**Stated goal:** Render the rows below, from the first one through the line containing "x=321, y=424", as a two-column CSV with one line per row, putting each row's text in a quoted "prompt" field and its answer in a quoted "points" field, with line breaks replaced by spaces. Leave the pictures out.

[Named-object pointing rows]
********

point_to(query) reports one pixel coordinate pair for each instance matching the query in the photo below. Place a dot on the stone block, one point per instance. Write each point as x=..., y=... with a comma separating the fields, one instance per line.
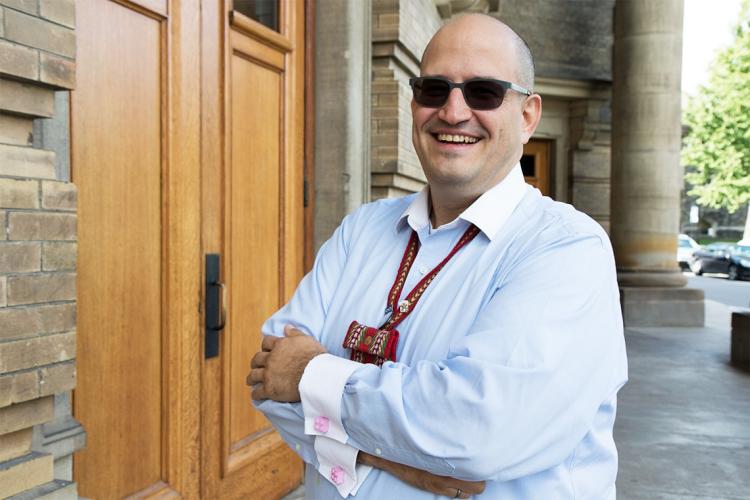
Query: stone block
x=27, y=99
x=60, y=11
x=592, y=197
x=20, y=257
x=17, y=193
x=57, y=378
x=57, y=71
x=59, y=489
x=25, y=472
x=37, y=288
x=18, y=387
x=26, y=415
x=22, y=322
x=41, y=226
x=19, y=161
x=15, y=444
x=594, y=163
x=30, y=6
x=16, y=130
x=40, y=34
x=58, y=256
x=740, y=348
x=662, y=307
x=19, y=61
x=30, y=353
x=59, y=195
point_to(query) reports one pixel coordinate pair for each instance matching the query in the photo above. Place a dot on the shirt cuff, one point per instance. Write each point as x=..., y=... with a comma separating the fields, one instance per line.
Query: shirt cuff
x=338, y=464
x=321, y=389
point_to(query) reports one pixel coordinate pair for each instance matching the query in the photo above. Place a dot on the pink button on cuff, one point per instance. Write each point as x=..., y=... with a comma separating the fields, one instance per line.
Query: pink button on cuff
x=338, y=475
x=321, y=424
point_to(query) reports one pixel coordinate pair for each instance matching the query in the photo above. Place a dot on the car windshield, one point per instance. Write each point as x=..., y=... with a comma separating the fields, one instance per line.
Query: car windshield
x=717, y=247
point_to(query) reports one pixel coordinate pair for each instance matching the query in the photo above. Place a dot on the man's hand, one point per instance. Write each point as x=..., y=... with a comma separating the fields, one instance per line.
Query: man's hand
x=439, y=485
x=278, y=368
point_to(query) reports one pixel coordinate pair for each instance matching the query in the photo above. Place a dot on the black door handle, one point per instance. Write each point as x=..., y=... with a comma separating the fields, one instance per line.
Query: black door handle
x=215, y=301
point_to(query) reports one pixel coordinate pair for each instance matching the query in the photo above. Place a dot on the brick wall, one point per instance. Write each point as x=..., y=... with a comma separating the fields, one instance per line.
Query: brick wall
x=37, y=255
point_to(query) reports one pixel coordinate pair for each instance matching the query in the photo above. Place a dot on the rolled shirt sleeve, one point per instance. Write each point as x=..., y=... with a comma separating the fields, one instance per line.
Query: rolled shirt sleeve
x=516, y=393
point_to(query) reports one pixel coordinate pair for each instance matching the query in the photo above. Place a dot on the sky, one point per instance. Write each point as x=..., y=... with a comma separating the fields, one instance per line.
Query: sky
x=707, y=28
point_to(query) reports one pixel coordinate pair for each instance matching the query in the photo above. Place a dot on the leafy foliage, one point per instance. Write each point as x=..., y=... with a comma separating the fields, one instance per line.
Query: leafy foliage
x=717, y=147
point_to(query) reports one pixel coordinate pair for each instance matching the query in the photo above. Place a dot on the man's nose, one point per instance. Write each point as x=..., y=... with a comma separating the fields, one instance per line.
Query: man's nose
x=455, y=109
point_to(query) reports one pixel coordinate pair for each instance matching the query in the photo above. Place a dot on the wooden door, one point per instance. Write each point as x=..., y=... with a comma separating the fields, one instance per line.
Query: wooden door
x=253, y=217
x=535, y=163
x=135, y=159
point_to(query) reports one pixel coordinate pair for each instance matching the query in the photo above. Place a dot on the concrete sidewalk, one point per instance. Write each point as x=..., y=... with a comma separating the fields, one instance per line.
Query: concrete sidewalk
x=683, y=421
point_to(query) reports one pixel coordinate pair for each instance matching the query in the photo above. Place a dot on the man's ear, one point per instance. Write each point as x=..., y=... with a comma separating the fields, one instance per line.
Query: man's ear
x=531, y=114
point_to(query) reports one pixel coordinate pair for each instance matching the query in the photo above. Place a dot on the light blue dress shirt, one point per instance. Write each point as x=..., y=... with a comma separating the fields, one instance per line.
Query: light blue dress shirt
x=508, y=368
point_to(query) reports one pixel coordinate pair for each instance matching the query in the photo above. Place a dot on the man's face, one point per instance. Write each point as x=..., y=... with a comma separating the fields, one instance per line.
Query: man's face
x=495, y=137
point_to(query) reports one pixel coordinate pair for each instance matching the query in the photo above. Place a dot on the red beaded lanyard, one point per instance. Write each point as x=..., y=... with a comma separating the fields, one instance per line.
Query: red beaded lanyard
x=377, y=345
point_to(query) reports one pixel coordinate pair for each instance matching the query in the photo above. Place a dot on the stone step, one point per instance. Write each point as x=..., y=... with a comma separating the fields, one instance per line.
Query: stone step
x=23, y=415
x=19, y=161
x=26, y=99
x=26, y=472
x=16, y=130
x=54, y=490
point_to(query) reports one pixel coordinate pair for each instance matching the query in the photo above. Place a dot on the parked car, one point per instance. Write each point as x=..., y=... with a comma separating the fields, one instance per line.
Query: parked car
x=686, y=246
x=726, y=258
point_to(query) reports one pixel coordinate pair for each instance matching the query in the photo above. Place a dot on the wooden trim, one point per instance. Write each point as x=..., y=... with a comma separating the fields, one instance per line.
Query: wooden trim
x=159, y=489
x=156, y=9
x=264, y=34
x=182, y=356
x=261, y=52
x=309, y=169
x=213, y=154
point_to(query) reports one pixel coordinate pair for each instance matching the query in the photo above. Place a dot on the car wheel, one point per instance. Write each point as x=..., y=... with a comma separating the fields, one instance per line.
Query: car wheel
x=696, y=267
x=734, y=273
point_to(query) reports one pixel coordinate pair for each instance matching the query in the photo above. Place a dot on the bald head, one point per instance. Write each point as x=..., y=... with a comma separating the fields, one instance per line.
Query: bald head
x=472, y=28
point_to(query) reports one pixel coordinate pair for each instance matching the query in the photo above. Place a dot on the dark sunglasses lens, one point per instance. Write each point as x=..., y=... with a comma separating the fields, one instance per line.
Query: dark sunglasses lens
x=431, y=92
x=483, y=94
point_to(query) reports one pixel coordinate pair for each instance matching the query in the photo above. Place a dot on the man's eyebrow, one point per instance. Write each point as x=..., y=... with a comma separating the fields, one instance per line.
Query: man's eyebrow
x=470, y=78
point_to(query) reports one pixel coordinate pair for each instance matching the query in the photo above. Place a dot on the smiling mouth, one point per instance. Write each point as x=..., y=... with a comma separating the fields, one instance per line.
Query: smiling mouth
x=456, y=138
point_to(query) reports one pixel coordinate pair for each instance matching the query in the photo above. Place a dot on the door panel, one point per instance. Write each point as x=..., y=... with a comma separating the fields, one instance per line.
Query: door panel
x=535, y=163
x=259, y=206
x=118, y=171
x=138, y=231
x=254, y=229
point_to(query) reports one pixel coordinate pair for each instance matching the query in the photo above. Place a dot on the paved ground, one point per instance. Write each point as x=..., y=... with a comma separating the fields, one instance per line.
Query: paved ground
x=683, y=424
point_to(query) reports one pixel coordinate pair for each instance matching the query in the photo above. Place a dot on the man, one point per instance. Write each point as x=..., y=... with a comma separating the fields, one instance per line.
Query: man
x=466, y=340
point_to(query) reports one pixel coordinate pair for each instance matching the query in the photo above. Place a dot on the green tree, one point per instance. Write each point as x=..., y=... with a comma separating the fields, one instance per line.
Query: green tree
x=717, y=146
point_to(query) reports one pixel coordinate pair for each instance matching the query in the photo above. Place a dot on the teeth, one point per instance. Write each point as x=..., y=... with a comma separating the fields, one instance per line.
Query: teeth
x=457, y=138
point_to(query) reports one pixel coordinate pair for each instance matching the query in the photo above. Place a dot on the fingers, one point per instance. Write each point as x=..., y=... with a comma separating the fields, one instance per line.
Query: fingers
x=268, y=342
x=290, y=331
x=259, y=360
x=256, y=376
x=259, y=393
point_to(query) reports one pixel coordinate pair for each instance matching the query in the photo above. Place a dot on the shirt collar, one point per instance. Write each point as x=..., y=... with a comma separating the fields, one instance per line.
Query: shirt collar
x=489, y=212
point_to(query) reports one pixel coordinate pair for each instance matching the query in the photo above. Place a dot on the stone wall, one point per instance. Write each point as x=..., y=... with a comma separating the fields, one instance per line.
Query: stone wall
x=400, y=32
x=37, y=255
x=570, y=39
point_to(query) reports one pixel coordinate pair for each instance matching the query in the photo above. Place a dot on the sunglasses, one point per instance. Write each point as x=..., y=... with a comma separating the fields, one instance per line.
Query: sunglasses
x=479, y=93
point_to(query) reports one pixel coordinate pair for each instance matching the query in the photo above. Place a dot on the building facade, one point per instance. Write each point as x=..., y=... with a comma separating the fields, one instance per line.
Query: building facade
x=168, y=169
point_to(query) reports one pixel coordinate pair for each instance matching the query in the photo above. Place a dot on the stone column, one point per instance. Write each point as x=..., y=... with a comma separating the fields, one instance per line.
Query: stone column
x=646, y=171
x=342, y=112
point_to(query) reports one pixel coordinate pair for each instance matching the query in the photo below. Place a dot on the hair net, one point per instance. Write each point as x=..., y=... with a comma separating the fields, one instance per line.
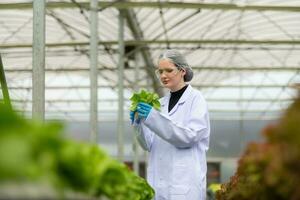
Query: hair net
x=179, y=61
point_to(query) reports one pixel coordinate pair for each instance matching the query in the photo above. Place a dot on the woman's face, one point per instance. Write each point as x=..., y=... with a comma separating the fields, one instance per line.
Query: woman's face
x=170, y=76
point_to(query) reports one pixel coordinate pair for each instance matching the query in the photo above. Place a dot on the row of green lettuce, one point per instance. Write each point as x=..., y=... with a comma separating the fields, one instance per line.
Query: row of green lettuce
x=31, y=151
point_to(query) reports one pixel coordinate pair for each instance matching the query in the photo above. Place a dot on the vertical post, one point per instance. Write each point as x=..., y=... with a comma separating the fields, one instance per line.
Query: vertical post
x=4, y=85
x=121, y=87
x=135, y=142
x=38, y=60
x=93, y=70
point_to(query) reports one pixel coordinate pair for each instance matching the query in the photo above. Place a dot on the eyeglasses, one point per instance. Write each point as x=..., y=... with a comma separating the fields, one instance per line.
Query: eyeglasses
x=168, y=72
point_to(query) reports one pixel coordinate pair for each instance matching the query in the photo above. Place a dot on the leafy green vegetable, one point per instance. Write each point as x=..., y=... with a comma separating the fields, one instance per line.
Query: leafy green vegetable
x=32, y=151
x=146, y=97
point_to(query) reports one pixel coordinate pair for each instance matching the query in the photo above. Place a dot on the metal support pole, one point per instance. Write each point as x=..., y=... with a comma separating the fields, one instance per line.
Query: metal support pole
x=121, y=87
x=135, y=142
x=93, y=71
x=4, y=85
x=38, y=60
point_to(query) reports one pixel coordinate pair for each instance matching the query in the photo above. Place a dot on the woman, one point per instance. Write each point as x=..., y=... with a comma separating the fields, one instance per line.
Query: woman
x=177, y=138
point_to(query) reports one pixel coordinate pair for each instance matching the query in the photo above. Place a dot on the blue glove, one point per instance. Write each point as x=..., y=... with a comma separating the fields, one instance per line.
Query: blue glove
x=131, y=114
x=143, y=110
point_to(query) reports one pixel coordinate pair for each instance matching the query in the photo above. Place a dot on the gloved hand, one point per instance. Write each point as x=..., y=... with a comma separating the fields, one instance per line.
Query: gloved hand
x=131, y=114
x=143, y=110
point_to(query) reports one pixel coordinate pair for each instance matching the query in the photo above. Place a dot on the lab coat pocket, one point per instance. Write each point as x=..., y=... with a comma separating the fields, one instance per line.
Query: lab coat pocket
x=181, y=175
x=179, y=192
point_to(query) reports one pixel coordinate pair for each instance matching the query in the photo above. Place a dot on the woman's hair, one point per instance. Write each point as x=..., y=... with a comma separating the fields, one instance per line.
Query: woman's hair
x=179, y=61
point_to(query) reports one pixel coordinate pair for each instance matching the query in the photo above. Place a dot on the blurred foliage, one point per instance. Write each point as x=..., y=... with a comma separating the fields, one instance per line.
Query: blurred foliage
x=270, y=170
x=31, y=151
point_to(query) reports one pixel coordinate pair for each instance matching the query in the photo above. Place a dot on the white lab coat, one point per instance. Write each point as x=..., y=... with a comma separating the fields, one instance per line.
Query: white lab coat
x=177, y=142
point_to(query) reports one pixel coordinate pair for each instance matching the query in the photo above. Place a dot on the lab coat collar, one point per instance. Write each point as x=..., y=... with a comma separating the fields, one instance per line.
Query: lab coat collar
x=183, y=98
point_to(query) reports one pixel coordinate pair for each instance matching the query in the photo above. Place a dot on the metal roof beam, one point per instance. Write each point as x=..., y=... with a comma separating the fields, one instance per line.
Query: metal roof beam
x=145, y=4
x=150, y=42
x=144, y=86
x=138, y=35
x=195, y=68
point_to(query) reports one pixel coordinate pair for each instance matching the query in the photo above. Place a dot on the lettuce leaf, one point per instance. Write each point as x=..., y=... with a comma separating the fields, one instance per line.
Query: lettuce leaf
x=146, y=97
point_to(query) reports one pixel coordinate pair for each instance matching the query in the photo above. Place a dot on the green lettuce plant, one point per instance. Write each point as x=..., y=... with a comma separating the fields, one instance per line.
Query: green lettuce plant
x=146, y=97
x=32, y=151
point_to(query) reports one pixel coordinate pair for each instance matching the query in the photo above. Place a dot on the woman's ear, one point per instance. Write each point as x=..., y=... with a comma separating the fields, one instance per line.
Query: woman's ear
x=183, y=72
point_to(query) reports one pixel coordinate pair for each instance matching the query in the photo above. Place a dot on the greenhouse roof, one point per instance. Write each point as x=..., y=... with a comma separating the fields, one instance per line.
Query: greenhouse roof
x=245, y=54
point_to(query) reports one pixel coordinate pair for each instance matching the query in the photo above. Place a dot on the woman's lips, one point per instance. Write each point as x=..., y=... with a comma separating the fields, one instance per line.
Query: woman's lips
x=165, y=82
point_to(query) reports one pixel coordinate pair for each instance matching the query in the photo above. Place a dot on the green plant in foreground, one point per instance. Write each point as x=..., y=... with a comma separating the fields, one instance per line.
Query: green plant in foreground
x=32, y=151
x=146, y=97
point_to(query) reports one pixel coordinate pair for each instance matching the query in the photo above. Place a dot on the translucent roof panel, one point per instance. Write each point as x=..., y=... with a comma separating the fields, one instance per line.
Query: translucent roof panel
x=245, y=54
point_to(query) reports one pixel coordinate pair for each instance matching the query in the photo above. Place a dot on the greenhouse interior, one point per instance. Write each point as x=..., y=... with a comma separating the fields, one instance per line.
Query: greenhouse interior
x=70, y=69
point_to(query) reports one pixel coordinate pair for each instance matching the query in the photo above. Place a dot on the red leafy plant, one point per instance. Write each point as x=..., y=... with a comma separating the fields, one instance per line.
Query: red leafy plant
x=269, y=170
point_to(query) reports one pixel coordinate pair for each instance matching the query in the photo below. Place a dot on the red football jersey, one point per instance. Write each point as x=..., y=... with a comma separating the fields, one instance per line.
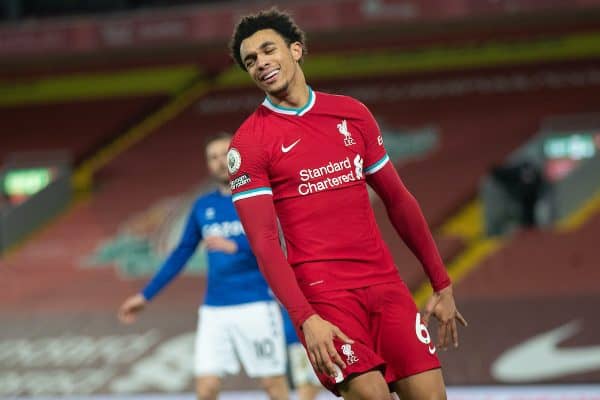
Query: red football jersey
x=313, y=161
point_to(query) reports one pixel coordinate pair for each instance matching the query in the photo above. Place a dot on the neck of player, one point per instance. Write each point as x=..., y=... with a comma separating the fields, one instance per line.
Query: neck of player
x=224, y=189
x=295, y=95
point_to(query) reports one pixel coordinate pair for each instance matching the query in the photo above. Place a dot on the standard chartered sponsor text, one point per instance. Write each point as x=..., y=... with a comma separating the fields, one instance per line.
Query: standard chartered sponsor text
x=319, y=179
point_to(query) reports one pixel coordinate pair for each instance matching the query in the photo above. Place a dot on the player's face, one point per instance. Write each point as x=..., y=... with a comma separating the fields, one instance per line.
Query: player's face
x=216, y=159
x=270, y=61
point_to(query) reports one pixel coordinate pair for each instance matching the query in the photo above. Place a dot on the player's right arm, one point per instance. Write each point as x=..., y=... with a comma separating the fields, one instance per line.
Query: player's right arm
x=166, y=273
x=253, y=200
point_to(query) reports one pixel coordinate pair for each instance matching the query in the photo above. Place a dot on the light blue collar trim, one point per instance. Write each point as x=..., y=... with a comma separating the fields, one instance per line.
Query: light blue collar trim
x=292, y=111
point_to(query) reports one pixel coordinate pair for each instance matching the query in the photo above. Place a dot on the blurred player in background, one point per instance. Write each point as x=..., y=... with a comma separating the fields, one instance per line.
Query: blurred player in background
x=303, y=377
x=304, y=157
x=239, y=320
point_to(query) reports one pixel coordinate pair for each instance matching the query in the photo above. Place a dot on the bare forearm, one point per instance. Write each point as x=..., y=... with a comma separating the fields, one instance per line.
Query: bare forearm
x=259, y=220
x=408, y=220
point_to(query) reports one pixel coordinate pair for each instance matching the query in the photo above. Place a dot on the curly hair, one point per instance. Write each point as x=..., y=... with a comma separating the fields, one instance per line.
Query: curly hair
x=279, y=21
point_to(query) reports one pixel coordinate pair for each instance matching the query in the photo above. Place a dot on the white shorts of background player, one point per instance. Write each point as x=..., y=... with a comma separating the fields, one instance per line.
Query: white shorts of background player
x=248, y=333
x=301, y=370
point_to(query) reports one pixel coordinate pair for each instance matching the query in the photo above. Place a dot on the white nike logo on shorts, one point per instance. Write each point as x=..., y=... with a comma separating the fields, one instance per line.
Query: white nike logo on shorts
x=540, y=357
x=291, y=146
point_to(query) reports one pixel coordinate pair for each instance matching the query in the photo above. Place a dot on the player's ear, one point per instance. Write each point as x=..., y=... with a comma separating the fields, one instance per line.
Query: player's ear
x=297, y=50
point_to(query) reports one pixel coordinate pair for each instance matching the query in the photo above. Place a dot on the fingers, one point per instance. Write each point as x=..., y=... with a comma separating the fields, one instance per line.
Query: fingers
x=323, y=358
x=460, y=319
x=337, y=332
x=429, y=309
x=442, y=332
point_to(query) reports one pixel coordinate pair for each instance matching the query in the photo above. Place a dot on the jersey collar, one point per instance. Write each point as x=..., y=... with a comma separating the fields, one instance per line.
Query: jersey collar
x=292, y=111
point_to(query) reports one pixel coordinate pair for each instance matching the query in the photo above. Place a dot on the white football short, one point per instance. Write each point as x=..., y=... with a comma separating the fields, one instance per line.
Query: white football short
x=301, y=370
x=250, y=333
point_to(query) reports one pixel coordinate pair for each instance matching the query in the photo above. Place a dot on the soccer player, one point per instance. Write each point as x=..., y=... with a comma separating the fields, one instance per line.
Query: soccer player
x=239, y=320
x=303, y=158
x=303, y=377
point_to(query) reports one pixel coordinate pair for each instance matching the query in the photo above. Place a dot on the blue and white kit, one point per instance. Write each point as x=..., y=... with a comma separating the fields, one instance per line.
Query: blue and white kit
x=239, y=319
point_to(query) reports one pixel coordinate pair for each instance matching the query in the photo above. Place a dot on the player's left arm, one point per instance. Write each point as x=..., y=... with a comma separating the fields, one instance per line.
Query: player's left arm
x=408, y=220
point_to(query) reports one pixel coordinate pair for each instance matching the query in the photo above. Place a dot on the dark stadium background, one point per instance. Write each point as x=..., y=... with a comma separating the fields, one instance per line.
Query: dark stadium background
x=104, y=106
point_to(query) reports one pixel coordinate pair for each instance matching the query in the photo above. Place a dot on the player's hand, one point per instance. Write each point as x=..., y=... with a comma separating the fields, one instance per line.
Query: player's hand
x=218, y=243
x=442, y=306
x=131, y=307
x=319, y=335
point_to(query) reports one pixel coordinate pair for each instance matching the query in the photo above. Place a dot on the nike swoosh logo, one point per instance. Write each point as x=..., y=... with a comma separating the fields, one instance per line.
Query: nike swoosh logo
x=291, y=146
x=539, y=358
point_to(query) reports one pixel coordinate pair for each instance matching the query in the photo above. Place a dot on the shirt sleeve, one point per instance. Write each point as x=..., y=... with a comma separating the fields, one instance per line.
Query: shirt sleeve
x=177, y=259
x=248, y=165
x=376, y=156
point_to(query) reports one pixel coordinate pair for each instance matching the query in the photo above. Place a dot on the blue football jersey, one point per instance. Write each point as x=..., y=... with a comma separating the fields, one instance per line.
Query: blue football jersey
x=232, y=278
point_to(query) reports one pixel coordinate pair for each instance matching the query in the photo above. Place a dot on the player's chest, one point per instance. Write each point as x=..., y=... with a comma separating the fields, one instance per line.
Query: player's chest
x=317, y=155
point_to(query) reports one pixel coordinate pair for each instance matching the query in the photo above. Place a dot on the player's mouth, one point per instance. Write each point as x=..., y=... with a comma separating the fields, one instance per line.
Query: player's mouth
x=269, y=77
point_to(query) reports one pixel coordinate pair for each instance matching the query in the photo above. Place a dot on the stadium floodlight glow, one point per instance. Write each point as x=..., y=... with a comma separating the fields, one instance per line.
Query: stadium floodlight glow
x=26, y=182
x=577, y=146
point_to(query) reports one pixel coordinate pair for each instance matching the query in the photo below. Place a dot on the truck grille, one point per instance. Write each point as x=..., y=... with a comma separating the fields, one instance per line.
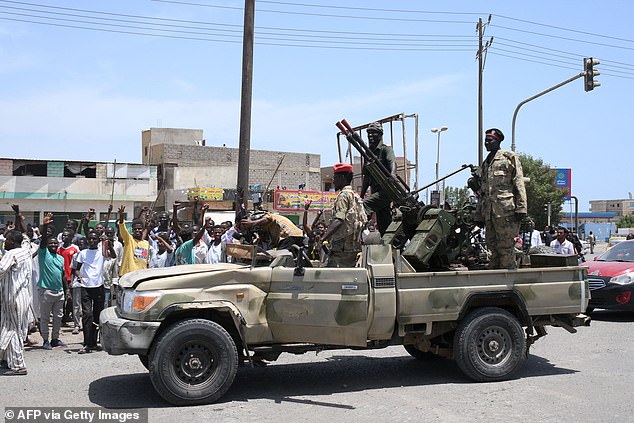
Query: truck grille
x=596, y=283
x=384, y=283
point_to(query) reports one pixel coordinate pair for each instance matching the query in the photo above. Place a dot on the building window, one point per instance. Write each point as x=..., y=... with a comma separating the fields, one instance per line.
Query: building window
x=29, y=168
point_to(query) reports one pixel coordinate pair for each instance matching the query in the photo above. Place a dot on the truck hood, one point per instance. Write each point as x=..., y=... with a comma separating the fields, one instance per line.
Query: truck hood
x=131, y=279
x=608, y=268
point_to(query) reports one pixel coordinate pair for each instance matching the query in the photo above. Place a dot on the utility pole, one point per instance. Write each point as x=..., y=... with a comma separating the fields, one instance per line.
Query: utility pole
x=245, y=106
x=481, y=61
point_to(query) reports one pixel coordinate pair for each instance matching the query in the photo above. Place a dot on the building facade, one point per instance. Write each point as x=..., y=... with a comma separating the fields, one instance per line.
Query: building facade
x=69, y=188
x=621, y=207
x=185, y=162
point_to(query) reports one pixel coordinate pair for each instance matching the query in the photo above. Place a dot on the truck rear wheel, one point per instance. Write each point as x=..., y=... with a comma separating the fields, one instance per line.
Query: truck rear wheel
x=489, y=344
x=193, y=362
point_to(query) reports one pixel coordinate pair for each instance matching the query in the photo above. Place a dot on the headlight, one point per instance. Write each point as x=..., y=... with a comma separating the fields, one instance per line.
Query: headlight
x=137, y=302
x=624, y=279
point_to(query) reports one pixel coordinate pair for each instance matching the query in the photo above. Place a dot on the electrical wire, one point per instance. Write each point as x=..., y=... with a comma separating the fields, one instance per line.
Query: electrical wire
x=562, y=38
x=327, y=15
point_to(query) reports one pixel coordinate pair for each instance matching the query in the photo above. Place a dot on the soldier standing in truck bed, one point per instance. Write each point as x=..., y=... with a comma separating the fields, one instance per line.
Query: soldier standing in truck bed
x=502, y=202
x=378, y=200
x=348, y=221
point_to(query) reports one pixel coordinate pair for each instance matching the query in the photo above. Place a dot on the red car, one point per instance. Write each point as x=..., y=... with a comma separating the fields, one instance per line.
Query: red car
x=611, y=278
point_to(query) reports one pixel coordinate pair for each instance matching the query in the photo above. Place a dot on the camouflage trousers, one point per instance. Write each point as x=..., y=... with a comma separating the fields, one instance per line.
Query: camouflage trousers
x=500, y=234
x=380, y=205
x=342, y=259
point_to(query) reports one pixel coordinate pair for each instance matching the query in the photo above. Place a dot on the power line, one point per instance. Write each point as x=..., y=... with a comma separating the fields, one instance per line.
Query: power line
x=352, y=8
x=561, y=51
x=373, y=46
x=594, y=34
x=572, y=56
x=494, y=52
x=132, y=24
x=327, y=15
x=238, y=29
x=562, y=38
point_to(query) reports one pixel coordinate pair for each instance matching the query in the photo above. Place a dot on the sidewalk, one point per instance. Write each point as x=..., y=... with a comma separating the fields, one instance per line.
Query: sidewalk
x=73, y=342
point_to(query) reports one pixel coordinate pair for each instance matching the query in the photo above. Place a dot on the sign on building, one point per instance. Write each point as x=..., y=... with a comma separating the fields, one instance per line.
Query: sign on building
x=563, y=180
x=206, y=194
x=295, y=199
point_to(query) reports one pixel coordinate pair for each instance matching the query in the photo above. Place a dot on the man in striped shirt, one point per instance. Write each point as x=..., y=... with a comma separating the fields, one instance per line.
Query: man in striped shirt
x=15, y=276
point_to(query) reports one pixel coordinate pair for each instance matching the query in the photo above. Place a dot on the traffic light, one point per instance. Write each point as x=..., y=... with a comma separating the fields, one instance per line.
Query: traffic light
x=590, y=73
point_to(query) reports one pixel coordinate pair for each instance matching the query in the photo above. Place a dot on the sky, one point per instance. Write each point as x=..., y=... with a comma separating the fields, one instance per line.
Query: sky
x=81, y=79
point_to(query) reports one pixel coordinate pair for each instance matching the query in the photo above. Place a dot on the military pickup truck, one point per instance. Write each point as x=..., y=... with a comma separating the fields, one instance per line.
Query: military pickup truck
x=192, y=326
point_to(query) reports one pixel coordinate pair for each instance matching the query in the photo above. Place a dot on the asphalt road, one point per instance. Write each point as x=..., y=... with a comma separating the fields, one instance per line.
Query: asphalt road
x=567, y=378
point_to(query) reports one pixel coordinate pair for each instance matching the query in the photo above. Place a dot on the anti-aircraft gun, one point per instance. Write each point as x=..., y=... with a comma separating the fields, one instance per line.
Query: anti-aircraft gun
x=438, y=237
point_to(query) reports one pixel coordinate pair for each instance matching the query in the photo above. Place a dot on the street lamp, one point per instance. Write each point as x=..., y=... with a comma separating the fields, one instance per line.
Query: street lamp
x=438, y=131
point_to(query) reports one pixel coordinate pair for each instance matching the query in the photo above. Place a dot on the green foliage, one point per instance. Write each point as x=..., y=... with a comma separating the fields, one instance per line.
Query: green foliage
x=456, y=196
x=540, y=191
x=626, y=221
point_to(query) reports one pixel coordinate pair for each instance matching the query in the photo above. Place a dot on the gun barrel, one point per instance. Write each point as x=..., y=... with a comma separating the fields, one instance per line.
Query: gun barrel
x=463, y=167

********

**Exercise answer:**
prompt,points
"point_to(query) reports one pixel coordinate pair for each instance matching the query in the photo below. Place a dot on the stone block, one point per instance. Write each point as x=..., y=... with a comma separating the fields, one instance per line. Query: stone block","x=27, y=99 x=60, y=11 x=592, y=197 x=20, y=257 x=17, y=193 x=57, y=378 x=57, y=71 x=59, y=489 x=25, y=472 x=37, y=288 x=18, y=387 x=26, y=415 x=22, y=322 x=41, y=226 x=19, y=161 x=15, y=444 x=594, y=163 x=30, y=6 x=16, y=130 x=40, y=34 x=58, y=256 x=740, y=348 x=662, y=307 x=19, y=61 x=30, y=353 x=59, y=195"
"point_to(query) reports one pixel coordinate pair for each instance matching the query in the photo above. Place a dot on the shirt cuff, one point per instance. Write each point as x=..., y=... with a comma separating the fields, one instance per line. Query: shirt cuff","x=338, y=464 x=321, y=389"
"point_to(query) reports one pixel coordinate pair for each instance matching the query in the photo above. Place a dot on the pink button on cuff, one point per instance. Write each point as x=..., y=... with a comma separating the fields, one instance per line. Query: pink button on cuff","x=338, y=475 x=321, y=424"